▸ **Exercise input**
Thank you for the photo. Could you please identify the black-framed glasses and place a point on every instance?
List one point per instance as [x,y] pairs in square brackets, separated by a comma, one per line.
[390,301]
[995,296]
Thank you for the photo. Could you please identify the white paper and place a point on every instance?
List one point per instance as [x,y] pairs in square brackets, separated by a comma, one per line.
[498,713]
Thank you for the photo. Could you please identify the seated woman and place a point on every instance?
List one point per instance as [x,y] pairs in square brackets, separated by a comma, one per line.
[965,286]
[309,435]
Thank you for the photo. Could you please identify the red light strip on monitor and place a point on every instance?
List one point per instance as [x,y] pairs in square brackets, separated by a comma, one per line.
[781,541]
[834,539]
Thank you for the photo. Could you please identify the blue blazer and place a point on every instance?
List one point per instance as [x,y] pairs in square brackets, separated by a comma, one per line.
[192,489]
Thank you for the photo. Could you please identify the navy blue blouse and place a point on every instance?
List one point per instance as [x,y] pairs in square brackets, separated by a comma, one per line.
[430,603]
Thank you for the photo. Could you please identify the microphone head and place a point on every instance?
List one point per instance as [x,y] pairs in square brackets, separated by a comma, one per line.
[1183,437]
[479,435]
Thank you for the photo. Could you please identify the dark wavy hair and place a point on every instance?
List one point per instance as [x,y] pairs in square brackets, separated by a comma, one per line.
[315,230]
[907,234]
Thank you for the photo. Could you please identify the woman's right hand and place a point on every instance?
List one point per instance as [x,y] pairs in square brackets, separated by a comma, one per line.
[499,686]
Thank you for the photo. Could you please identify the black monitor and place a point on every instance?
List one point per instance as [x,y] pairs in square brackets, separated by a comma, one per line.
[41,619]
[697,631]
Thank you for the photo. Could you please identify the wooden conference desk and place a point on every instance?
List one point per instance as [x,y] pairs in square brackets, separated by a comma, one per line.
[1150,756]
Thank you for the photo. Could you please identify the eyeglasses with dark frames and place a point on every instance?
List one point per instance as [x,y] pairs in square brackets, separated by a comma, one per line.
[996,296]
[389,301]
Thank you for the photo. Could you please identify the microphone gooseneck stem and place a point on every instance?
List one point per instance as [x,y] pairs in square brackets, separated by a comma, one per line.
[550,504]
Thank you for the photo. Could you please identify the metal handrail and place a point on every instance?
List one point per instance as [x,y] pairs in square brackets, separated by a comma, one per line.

▸ **Direction**
Reproduce the listing above verbatim, from first line to last.

▸ **The output**
Thank you for the photo. Could you please identify the black-framed glasses and place a point on every instance?
List one point per instance as [x,y] pairs in square brackets, separated by a comma, one per line.
[390,301]
[995,296]
Thank you for the photo. Could you please identify the white paper and place a point on every instance?
List one point per instance as [x,y] pairs in square brackets, separated by a comma, one per line.
[498,713]
Thank you for the photo. Could you please identify the seated woman and place a point on every instance?
List one point per instance as [x,y] pairs in square brackets, separated by a comma, one per line.
[965,286]
[309,435]
Thank you for the photo. Could you please identify the red light strip on monitor and place a point on every instance?
List one point per instance as [x,y] pairs in square brackets, separated by a comma, one per line.
[781,541]
[834,539]
Thank you for the photo. Could you please identify the blue blazer and place a point on every instance?
List one point per instance as [x,y] pairs in square brackets, separated by a comma, one per line.
[192,489]
Thank you for the photo. Could you please identify the navy blue blouse and place a point on every instance?
List one point per instance as [x,y] pairs in square brackets, separated by a comma, one per line.
[430,603]
Thank you for the photo. Could you please identify the microphone head and place a point on every instance?
List one point per instance as [x,y] pairs in square brackets, separated by a comma, one per line.
[1183,437]
[479,435]
Thank you for the photo. Could you please identify the dark wavy hair and place a point on every instance?
List one point per instance as [x,y] pairs in square brackets, separated by a comma, one per line.
[315,230]
[907,234]
Thank you for the photo. Could you please identify the woman's right hand and place a point on every instance?
List one point per instance as [x,y] pairs in square brackets, separated by a comma, one per line.
[499,686]
Thank you for the photo. Could you please identify the black monitor and place a point on every instance?
List one point per instance as [x,y] pairs in square brackets, separated by a comma, one per line.
[41,619]
[697,631]
Thank you for the photo. Could you please identify the wooden conference desk and place a point on every instance?
List one point per instance as [x,y] pairs in square brackets, separated by a comma, one per line.
[1150,756]
Thank you for the photo. Could you please identify the eyeglasses with dark frames and place a point on every instance?
List one point per instance as [x,y] pairs in square brackets, separated by a comma, one per line.
[996,296]
[389,301]
Thank you for the photo. Could you please identify the microphone gooseneck stem and place a point on every instance?
List one point per instance as [x,y] pairs in square brackets, separated by a comma, one per line.
[550,504]
Thank you for the photo. Could you please identify the metal handrail and place a point on every instance?
List one point per instance as [x,y] pairs in square brackets, separated by a comma, one per line.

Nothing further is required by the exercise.